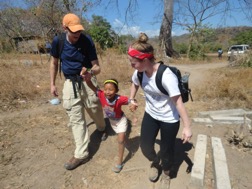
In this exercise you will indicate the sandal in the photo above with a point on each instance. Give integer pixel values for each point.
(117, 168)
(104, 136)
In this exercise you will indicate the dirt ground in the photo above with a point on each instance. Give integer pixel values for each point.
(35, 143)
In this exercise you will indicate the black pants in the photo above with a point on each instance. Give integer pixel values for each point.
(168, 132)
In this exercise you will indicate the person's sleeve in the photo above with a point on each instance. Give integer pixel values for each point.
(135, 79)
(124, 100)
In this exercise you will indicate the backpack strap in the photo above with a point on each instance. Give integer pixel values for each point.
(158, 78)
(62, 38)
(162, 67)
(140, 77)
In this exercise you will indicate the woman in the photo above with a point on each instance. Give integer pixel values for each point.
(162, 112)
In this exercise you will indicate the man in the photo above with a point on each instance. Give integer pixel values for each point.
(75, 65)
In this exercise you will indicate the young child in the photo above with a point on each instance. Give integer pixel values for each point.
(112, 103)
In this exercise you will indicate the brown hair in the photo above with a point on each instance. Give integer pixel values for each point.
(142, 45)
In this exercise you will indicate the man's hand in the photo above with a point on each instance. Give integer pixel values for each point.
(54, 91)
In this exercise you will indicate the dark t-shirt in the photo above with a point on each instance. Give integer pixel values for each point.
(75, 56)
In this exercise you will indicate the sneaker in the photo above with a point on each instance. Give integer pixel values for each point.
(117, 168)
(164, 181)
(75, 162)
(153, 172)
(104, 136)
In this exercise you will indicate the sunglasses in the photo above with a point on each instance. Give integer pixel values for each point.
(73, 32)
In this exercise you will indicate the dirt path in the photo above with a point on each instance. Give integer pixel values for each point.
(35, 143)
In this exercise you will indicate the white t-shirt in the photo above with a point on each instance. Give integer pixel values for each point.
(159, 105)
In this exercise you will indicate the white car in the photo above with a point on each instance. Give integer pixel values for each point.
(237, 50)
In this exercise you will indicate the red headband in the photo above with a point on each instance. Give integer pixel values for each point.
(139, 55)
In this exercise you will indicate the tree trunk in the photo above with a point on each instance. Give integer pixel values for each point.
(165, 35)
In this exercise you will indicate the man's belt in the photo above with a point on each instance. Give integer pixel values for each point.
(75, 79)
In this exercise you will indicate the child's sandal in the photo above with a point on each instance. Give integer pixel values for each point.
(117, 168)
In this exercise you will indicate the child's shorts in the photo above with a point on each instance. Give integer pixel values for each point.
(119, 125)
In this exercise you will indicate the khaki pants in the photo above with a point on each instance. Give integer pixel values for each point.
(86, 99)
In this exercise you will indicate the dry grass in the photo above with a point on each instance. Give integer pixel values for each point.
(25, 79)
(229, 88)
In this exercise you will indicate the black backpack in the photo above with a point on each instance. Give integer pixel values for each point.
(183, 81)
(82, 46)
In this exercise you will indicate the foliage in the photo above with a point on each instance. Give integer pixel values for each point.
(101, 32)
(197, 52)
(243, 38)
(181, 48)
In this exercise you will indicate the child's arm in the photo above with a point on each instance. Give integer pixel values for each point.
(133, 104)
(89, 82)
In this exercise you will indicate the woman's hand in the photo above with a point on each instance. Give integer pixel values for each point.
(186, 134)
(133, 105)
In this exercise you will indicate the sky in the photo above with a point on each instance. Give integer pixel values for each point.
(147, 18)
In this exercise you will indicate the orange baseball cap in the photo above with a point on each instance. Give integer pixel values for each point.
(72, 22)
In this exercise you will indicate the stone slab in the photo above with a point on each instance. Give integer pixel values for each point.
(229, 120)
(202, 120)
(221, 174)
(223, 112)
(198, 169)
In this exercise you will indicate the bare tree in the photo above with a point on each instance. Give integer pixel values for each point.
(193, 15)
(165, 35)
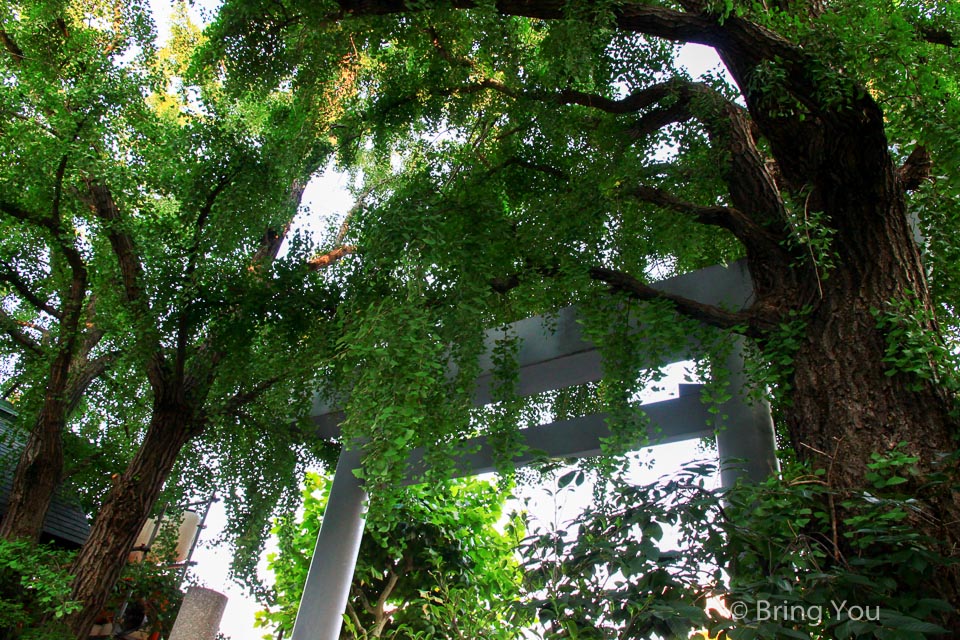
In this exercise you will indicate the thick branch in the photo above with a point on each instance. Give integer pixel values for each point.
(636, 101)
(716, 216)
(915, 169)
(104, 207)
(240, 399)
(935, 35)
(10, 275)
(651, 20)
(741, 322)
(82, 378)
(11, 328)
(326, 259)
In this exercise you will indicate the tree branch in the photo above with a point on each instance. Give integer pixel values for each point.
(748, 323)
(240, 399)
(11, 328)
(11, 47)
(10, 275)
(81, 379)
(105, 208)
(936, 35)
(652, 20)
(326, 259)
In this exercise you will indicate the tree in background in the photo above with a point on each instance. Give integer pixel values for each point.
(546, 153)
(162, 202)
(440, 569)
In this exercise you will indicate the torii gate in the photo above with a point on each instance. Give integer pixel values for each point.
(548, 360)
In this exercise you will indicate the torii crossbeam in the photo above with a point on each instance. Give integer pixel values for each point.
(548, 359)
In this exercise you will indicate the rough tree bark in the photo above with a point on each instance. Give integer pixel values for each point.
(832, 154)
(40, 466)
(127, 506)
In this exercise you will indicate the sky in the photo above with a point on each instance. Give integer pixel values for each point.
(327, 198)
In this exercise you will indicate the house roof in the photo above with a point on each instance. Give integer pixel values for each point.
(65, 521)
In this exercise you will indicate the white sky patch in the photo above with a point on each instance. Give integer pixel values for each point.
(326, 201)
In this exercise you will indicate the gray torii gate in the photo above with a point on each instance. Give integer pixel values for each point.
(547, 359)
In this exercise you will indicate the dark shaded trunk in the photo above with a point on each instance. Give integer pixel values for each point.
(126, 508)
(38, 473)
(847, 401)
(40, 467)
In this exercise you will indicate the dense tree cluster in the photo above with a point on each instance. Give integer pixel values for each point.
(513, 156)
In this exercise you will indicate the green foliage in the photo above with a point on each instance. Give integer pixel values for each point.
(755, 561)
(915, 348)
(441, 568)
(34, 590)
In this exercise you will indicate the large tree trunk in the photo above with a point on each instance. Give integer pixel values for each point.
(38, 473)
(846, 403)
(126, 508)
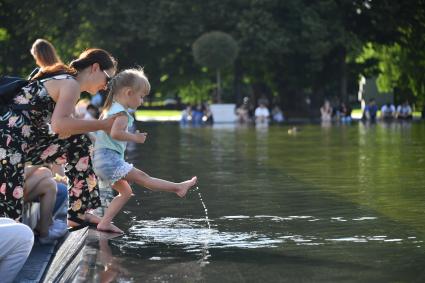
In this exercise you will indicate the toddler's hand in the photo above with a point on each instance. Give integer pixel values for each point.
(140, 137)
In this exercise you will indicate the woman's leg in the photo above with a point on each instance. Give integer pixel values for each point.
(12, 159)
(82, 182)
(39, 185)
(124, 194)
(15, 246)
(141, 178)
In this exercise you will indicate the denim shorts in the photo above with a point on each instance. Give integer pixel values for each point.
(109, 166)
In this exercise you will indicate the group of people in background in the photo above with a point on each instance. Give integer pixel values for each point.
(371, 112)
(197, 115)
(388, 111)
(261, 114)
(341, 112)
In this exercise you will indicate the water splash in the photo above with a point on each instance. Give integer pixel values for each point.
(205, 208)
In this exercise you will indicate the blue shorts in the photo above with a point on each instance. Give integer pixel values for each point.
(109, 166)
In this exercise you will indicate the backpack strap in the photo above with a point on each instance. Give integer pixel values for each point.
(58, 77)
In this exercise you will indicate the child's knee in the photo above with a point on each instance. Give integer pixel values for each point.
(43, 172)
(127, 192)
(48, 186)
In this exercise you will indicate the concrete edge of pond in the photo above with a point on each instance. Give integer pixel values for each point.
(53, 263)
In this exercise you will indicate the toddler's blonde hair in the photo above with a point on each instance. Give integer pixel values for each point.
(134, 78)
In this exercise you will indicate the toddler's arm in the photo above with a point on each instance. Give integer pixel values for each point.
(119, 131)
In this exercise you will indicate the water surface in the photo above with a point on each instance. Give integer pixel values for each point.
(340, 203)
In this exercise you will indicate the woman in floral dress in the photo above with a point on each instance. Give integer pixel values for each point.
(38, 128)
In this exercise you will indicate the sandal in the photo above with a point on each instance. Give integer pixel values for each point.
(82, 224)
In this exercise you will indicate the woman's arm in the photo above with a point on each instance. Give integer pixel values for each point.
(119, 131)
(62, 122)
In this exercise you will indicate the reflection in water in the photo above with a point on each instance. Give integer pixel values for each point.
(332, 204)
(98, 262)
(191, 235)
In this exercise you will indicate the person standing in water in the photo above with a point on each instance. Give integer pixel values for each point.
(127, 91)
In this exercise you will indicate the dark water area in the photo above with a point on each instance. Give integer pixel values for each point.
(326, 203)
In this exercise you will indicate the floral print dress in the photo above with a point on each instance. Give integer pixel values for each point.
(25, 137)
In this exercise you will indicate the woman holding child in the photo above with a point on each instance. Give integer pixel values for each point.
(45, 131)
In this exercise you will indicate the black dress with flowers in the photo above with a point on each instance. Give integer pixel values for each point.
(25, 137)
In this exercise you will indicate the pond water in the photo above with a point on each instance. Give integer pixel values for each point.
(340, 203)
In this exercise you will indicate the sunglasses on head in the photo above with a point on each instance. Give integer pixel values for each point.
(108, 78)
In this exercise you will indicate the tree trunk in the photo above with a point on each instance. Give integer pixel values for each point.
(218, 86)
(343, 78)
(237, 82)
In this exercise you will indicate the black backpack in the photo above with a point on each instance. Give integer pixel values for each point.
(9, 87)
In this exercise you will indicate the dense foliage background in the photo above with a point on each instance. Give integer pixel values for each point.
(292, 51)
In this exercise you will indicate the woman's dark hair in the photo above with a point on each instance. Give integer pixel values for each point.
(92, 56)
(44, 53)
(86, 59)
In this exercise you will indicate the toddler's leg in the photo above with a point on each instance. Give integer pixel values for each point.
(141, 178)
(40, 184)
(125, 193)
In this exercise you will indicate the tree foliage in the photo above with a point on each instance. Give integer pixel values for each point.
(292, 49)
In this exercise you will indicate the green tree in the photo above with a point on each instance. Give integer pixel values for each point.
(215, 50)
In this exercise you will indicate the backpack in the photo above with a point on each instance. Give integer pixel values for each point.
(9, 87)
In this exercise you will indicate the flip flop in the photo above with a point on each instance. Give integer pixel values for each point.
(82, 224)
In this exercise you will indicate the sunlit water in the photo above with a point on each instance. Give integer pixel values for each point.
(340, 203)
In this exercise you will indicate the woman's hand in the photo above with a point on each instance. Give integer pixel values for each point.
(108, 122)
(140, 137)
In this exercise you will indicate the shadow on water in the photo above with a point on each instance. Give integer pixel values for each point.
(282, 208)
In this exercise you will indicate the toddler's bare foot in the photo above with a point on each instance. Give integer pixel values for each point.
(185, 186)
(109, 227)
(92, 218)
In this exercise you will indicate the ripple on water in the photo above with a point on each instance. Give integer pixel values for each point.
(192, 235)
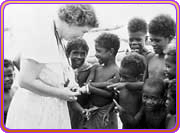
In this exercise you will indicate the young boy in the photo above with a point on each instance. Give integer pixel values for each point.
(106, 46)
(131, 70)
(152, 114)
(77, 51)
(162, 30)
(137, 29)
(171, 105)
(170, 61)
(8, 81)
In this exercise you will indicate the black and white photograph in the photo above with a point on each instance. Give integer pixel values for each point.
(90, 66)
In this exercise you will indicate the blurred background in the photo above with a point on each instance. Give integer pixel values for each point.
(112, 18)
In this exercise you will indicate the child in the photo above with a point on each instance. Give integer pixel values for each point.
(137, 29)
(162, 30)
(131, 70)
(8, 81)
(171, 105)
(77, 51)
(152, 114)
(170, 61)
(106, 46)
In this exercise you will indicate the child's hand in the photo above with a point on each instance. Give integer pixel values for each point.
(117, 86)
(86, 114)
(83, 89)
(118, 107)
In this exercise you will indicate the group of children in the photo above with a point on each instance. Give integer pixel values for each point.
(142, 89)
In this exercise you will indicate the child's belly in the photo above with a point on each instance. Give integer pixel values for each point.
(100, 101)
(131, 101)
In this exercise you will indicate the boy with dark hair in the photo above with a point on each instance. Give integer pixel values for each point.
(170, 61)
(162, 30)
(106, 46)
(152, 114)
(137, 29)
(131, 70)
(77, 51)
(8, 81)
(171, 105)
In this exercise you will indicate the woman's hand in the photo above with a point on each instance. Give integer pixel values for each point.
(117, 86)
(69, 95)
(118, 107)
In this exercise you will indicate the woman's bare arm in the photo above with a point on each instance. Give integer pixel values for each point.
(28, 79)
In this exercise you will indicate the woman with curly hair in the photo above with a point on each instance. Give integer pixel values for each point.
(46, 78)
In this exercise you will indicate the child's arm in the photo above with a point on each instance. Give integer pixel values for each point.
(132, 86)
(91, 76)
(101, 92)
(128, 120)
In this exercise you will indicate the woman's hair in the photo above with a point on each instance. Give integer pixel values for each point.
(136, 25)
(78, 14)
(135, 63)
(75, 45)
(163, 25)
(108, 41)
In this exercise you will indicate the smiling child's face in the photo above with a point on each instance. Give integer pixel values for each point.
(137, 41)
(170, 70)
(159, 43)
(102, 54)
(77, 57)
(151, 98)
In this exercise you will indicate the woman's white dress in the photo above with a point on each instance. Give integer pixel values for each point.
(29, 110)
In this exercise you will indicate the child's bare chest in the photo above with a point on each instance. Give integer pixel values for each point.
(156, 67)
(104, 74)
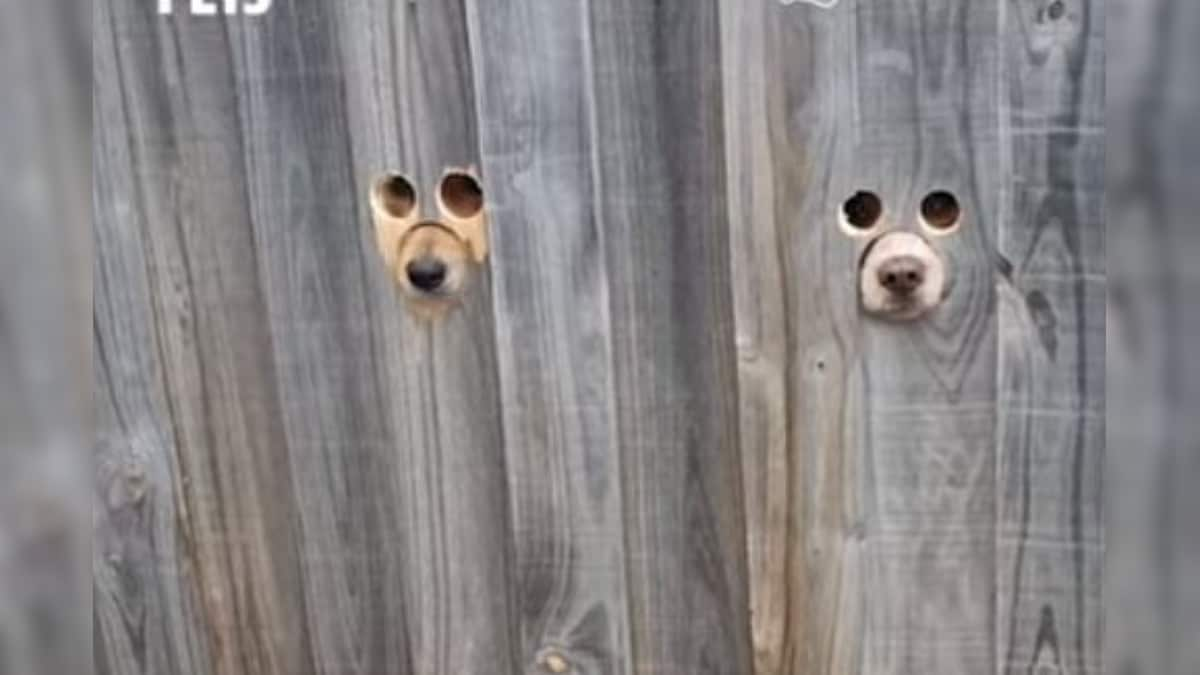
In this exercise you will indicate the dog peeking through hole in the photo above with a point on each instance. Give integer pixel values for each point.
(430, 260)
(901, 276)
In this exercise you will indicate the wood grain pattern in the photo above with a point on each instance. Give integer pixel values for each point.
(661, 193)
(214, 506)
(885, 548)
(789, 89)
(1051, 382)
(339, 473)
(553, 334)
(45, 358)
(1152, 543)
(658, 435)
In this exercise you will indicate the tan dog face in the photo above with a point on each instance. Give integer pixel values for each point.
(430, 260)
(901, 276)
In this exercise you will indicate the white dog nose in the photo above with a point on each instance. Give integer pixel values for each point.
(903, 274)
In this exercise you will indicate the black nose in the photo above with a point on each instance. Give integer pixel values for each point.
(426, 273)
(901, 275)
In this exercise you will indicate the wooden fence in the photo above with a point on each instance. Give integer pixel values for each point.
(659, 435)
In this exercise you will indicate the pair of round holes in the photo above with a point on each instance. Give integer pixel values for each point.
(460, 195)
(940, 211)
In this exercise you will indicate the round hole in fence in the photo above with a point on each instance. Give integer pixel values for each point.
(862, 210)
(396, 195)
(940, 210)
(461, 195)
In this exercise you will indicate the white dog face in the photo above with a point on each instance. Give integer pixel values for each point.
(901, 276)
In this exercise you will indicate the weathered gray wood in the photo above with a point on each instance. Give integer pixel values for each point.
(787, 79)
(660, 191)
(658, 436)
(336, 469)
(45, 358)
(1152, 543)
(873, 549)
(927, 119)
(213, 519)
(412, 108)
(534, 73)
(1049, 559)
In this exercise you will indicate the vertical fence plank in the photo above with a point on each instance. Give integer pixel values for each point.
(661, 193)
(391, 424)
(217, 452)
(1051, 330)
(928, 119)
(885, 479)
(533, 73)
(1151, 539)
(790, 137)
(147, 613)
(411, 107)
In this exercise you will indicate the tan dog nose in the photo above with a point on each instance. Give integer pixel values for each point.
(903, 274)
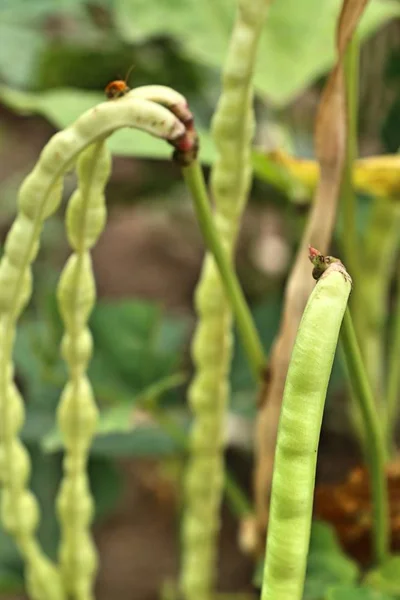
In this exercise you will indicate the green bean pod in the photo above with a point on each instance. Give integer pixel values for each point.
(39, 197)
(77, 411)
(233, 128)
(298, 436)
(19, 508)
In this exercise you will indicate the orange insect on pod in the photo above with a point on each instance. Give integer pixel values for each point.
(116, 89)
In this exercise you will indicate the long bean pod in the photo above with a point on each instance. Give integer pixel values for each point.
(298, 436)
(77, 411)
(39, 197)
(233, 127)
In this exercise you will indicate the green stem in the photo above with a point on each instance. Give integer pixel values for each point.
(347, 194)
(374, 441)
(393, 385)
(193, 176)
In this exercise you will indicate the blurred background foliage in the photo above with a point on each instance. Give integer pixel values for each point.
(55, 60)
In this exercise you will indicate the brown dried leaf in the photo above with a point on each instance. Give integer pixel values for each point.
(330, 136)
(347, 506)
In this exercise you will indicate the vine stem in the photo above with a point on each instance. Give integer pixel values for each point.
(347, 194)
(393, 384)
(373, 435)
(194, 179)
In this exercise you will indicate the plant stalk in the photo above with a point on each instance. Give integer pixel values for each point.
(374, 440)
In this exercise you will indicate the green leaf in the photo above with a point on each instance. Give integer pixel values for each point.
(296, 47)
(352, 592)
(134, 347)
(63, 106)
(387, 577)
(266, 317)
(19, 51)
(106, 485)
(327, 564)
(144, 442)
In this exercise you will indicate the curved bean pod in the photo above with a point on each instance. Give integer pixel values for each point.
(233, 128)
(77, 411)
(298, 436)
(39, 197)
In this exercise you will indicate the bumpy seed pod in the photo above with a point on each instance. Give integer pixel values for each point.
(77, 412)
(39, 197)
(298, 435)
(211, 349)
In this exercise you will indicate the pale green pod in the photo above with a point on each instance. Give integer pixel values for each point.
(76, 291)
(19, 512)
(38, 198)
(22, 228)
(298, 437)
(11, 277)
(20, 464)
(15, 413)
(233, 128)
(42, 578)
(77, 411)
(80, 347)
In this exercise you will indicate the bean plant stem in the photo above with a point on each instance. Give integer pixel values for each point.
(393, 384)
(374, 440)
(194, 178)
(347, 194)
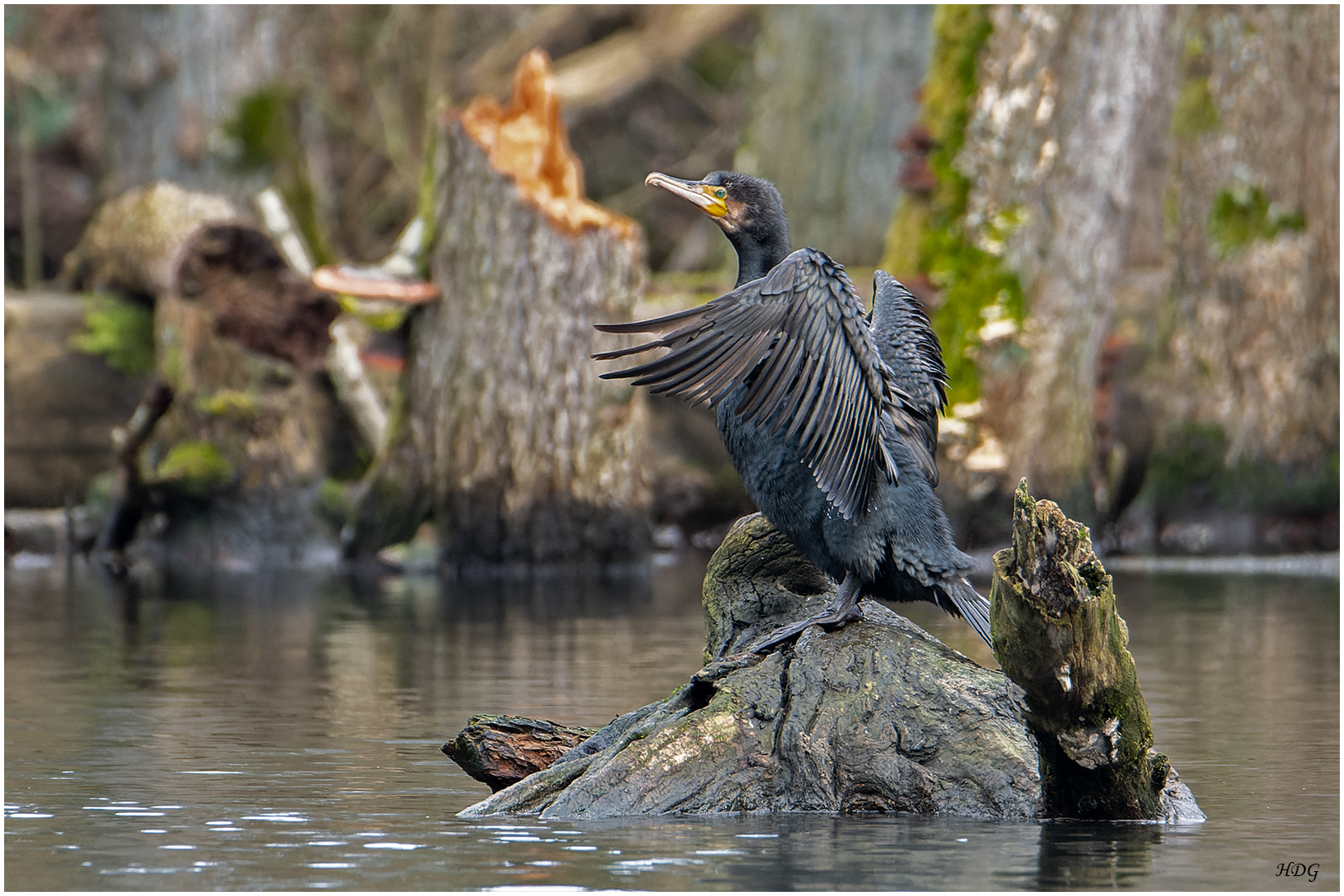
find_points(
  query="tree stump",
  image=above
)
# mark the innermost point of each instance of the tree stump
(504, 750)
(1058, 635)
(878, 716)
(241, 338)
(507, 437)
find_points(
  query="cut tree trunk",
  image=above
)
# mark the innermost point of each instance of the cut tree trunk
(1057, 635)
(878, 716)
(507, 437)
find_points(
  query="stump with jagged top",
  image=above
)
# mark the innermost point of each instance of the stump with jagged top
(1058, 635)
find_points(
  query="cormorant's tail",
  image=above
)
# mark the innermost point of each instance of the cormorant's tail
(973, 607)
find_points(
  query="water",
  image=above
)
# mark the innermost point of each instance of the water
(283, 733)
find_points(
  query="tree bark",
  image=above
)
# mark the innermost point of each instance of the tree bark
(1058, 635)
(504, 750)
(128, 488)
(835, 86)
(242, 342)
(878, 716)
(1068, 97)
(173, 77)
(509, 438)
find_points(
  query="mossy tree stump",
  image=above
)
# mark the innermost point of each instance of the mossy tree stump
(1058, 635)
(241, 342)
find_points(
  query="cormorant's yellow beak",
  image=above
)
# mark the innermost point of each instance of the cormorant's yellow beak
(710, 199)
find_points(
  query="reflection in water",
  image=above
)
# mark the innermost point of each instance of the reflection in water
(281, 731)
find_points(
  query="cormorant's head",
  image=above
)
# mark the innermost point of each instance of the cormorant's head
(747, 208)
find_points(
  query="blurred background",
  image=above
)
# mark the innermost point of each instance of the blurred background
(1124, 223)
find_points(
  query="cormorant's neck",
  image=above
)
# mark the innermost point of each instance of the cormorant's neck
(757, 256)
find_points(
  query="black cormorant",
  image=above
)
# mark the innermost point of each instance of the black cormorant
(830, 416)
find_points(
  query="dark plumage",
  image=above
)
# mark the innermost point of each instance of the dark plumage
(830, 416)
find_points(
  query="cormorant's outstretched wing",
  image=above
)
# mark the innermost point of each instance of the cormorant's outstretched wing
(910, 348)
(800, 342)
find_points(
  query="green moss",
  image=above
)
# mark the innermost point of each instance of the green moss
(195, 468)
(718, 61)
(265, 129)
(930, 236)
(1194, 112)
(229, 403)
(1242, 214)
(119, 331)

^^^^^^^^^^^^^^^^

AIM:
Count the lines in the records above that contain the string "dirt", and give only the number.

REPLY:
2